(Your assignment): Convert the rows from the start through the line containing "positive clicks: (234, 196) (240, 202)" into a two-column CSV with the headers input and output. Give one line for each thing asked, with the ask and its answer each in a single quoted field, line breaks changed to spaces, and the pictures left out.
★ ★ ★ ★
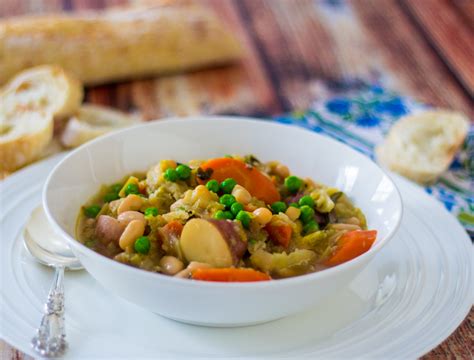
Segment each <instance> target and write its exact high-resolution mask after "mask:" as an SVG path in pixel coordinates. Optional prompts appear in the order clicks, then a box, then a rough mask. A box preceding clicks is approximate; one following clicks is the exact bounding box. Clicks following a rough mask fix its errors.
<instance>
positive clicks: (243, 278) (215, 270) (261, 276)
mask: <svg viewBox="0 0 474 360" xmlns="http://www.w3.org/2000/svg"><path fill="white" fill-rule="evenodd" d="M192 277H193V279H194V280H204V281H223V282H248V281H265V280H271V277H270V276H268V275H267V274H265V273H263V272H260V271H257V270H254V269H238V268H207V269H205V268H201V269H196V270H194V271H193V275H192Z"/></svg>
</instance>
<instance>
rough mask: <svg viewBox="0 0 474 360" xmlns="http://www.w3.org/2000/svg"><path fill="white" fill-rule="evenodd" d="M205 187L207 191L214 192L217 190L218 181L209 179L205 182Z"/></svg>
mask: <svg viewBox="0 0 474 360" xmlns="http://www.w3.org/2000/svg"><path fill="white" fill-rule="evenodd" d="M206 187H207V189H208V190H209V191H212V192H215V193H216V194H217V193H218V192H219V181H217V180H214V179H213V180H209V181H208V182H207V184H206Z"/></svg>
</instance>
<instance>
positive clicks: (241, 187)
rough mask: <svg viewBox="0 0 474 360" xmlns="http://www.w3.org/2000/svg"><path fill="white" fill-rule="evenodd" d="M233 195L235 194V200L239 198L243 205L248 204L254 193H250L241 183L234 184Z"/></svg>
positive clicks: (234, 196) (240, 202)
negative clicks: (251, 193)
mask: <svg viewBox="0 0 474 360" xmlns="http://www.w3.org/2000/svg"><path fill="white" fill-rule="evenodd" d="M232 195H234V197H235V200H237V202H239V203H241V204H243V205H247V204H248V203H249V202H250V200H252V195H250V193H249V192H248V190H247V189H246V188H244V187H243V186H240V185H235V186H234V188H233V189H232Z"/></svg>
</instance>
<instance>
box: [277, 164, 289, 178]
mask: <svg viewBox="0 0 474 360" xmlns="http://www.w3.org/2000/svg"><path fill="white" fill-rule="evenodd" d="M275 174H277V175H278V176H280V177H282V178H286V177H288V176H289V175H290V170H289V169H288V166H286V165H283V164H278V165H277V166H276V167H275Z"/></svg>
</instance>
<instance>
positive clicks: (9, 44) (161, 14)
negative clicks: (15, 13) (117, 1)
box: [0, 6, 240, 84]
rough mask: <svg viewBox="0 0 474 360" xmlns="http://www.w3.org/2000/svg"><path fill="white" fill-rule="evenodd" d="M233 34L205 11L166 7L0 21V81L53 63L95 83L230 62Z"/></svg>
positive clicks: (42, 16) (236, 54)
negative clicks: (23, 72)
mask: <svg viewBox="0 0 474 360" xmlns="http://www.w3.org/2000/svg"><path fill="white" fill-rule="evenodd" d="M239 54H240V47H239V44H238V43H237V41H236V39H235V38H234V36H233V35H232V34H231V33H230V32H229V31H228V30H227V29H225V28H224V27H223V25H222V24H221V23H220V22H219V21H218V19H217V18H216V17H215V16H214V15H213V14H212V13H210V12H209V11H207V10H206V9H203V8H200V7H196V6H164V7H154V8H146V9H139V10H120V11H117V10H116V11H109V12H103V13H89V14H83V15H76V16H68V15H49V16H41V17H18V18H11V19H7V20H3V21H1V22H0V83H2V82H5V81H7V80H8V79H9V78H10V77H12V76H13V75H15V74H16V73H17V72H18V71H20V70H23V69H25V68H27V67H31V66H33V65H38V64H56V65H59V66H61V67H63V68H64V69H65V70H68V71H71V72H72V73H73V74H75V75H76V76H77V77H78V78H79V79H80V80H81V81H82V82H84V83H85V84H98V83H104V82H110V81H116V80H121V79H126V78H136V77H143V76H148V75H155V74H161V73H167V72H174V71H179V70H184V69H190V68H197V67H202V66H205V65H210V64H217V63H223V62H227V61H229V60H235V59H236V58H237V57H238V56H239Z"/></svg>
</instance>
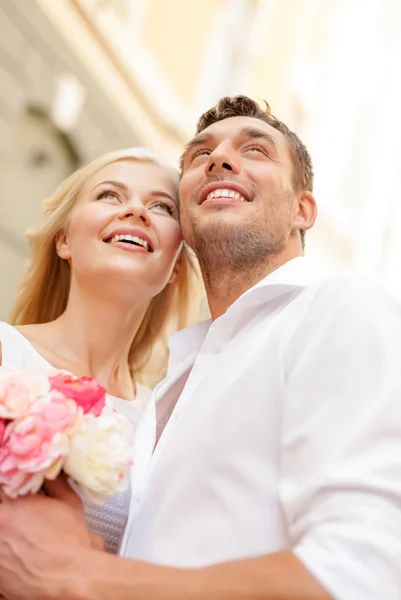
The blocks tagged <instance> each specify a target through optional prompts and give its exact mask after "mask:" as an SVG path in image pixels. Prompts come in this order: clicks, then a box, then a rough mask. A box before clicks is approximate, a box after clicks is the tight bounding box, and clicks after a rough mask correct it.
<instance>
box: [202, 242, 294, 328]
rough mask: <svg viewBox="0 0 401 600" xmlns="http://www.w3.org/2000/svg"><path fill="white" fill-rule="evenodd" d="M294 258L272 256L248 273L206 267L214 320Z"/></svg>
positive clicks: (212, 318)
mask: <svg viewBox="0 0 401 600" xmlns="http://www.w3.org/2000/svg"><path fill="white" fill-rule="evenodd" d="M293 258H295V256H292V255H287V254H285V255H284V254H283V255H282V254H280V255H274V256H270V257H269V259H268V261H266V262H264V263H262V264H260V265H256V266H255V267H254V268H253V269H247V270H246V271H232V270H230V269H228V268H226V269H220V270H219V271H218V272H216V271H212V270H208V269H207V267H206V265H204V268H202V276H203V281H204V284H205V288H206V295H207V300H208V304H209V310H210V314H211V316H212V319H213V320H215V319H217V318H218V317H220V316H221V315H223V314H224V313H225V312H226V311H227V309H228V308H229V307H230V306H231V305H232V304H234V302H235V301H236V300H238V298H239V297H240V296H242V295H243V294H244V293H245V292H246V291H247V290H249V289H251V288H252V287H253V286H254V285H256V284H257V283H259V281H262V279H264V278H265V277H267V276H268V275H270V273H272V272H273V271H275V270H276V269H278V268H279V267H281V266H283V265H284V264H285V263H286V262H288V261H289V260H292V259H293Z"/></svg>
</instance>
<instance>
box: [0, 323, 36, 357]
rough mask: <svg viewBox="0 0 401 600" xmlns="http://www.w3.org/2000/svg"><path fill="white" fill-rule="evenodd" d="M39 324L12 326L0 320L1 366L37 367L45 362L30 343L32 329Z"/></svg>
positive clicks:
★ ★ ★ ★
(Response area):
input,output
"Segment each <instance> target and write its exact high-resolution mask after ""mask:"" as an SVG path in pixel coordinates. Optional prompts appear in the order clicks, then a box, then a rough mask. A box preceding clicks is approximate; one following clicks is the exact bounding box. Clicks following a rough mask fix its errors. <instance> positive clicks: (243, 278) (215, 270) (261, 276)","mask: <svg viewBox=""0 0 474 360"" xmlns=""http://www.w3.org/2000/svg""><path fill=""white"" fill-rule=""evenodd"" d=""M192 277H193V279H194V280H204V281H223V282H248V281H265V280H271V277H270V276H268V275H267V274H265V273H263V272H260V271H257V270H254V269H238V268H207V269H205V268H201V269H196V270H194V271H193V275H192Z""/></svg>"
"</instance> <instance> rough mask: <svg viewBox=""0 0 474 360"" xmlns=""http://www.w3.org/2000/svg""><path fill=""white"" fill-rule=""evenodd"" d=""M205 187L207 191L214 192L217 190L218 181L209 179L205 182Z""/></svg>","mask: <svg viewBox=""0 0 474 360"" xmlns=""http://www.w3.org/2000/svg""><path fill=""white"" fill-rule=""evenodd"" d=""M206 187H207V189H208V190H209V191H212V192H215V193H216V194H217V193H218V192H219V181H217V180H214V179H213V180H209V181H208V182H207V184H206Z""/></svg>"
"</instance> <instance> positive clicks: (241, 187) rough mask: <svg viewBox=""0 0 474 360"" xmlns=""http://www.w3.org/2000/svg""><path fill=""white"" fill-rule=""evenodd"" d=""M233 195L235 194V200L239 198L243 205L248 204L254 193H250L241 183L234 184Z""/></svg> positive clicks:","(234, 196) (240, 202)"